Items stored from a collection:
——————

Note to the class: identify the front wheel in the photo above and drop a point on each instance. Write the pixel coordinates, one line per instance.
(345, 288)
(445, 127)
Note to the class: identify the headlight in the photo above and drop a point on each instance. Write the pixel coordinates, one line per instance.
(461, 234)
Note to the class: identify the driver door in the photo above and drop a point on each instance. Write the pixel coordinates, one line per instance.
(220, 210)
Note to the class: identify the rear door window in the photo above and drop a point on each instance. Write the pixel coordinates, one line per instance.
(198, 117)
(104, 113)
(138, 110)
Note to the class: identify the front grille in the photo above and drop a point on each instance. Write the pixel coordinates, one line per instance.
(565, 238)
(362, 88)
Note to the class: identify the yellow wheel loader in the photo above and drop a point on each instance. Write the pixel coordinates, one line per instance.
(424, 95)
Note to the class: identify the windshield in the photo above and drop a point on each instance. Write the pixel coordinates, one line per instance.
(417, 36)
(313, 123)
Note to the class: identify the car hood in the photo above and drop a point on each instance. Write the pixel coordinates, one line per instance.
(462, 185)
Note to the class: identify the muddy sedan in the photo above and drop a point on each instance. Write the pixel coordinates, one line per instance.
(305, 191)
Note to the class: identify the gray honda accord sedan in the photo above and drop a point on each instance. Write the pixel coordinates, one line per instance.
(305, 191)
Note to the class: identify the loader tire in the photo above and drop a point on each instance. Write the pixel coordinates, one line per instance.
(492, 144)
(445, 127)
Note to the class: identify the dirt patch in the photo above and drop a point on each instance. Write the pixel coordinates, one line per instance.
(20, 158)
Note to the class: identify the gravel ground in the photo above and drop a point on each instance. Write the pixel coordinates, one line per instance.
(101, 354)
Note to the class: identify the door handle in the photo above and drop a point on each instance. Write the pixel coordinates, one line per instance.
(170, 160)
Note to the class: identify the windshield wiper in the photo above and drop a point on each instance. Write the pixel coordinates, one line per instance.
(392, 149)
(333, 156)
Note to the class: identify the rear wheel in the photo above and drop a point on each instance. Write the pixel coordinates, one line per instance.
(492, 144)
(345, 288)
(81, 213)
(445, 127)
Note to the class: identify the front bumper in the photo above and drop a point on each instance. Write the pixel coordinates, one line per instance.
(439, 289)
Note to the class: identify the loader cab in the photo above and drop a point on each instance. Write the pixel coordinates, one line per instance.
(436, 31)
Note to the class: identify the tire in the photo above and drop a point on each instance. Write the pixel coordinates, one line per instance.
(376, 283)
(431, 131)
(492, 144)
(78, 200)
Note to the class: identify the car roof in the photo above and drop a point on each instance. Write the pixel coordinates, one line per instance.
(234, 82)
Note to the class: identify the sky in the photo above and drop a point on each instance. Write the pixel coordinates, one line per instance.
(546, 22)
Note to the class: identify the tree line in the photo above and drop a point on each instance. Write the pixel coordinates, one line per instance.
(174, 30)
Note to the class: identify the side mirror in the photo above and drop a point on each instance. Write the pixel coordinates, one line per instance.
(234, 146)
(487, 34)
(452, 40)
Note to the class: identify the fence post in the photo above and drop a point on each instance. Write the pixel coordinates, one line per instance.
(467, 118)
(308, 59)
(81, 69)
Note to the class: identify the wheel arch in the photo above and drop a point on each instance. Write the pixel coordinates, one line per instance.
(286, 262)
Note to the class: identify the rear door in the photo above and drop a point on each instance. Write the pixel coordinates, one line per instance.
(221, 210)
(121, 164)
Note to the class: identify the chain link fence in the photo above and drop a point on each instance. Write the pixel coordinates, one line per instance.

——————

*Work required*. Please quote the data above word for word, keeping every line in its original order.

*Output of the task*.
Note to the class: identify the front wheel in the photo above and drop a point on each instance. Write the pixel coordinates, one line per instance.
(345, 288)
(445, 127)
Note to the class: identify the headlight in the photo above and drop a point on each instance. Write the pixel coordinates, one line per instance.
(461, 234)
Note to the class: identify the driver door in the photo above and drop a point on each instance. Write the pixel coordinates, one line per instance.
(220, 210)
Note to the class: identify the rear door window in the photo above and drop a point on each instance. Write the pixel coordinates, one line per instance.
(198, 117)
(104, 113)
(138, 110)
Note to the class: identify the front grille in the photo above and drop a point on each instance. Write the pixel coordinates, one line per instance.
(565, 238)
(362, 88)
Note to the class: identify the yellow wheel loader in the photo above and drop a point on each instance. Write the pixel coordinates, one line per instance.
(424, 95)
Note to the class: identify the windshield in the photo above and drop a point on each instance. Write the pixel coordinates, one line per instance.
(417, 36)
(313, 123)
Note to the class: identify the car hood in the photo above and drop a point on each instance. Write the pixel coordinates, one line per instance.
(462, 185)
Note to the class: identify the muddy sedan in the photo above and drop a point on each instance. Write the pixel coordinates, one line per instance.
(305, 191)
Note to the class: identify the gray honda accord sedan in the photo above and drop a point on each instance. Write the pixel coordinates, one line per instance.
(305, 191)
Note to the class: identify the loader tire in the photo above and drop a point on each instance. Write the pixel coordinates, one line per instance.
(492, 144)
(445, 127)
Note to the class: identify the dirt patch in the photo above and drop a point on each instance. Write the pixel coordinates, one line per instance.
(20, 158)
Note to the class: identify the gravel ground in the photo above and drop a point on each instance. Write the pixel coordinates, one line per instance.
(101, 354)
Note to the class: identify the door handle in the photo above and drop a point on each instance. Write the pixel coordinates, one line per instance.
(170, 160)
Note to the class: identify the windshield wiper in the photo above and drop a point on each instance. Write the pixel coordinates, one line per instance.
(392, 149)
(333, 156)
Note to the class: identify the rear wheel in the photo above and drop a point on each instance. Write the pixel coordinates, one line per instance.
(492, 144)
(345, 288)
(81, 213)
(445, 127)
Note to the class: identify the front bumper in the photo above and drop a point on each instance. Write the pixel coordinates, one line per instance.
(439, 289)
Note to the class: identify the loader cab in the photo above and drop a point on each instance. Write the pixel coordinates, one line per instance.
(436, 31)
Note to the class: identify the tire in the photo above and drop a point on each instance. Write the pixel coordinates, one line per instance.
(376, 283)
(431, 131)
(492, 144)
(78, 200)
Note to the class: identify the car roof in the photo above and drop a point on each instance. Write the pixel coordinates, one line per instance.
(234, 82)
Note to the class: identify the sky in the photo above and drop a point on each instance. Write the pixel coordinates, one line per instance.
(546, 22)
Note to the class: identify the tree line in the photo above and drop a point on each instance. Write the pixel coordinates, one line per instance.
(174, 30)
Note to the class: identify the side mirror in the photo above and drop a point on each instance. Write the pixel coordinates, one line per instance.
(234, 146)
(487, 34)
(452, 40)
Note to the class: identify the fence post in the photo above and drop a point on each instance. Write the pixel coordinates, one line per instance.
(467, 118)
(308, 59)
(81, 69)
Note to the class: identify the wheel arch in the photo above and drop a point on each instance. Write the pixel coordinates, one line per instance.
(286, 262)
Note to the class: identify the rear door in the photo above and drop a point on each instance. Write the pixel coordinates, one line per instance.
(221, 210)
(121, 164)
Note to the class: identify the chain link fence in the photo above and drop a point on each instance. Write the pixel coordinates, one line per instance.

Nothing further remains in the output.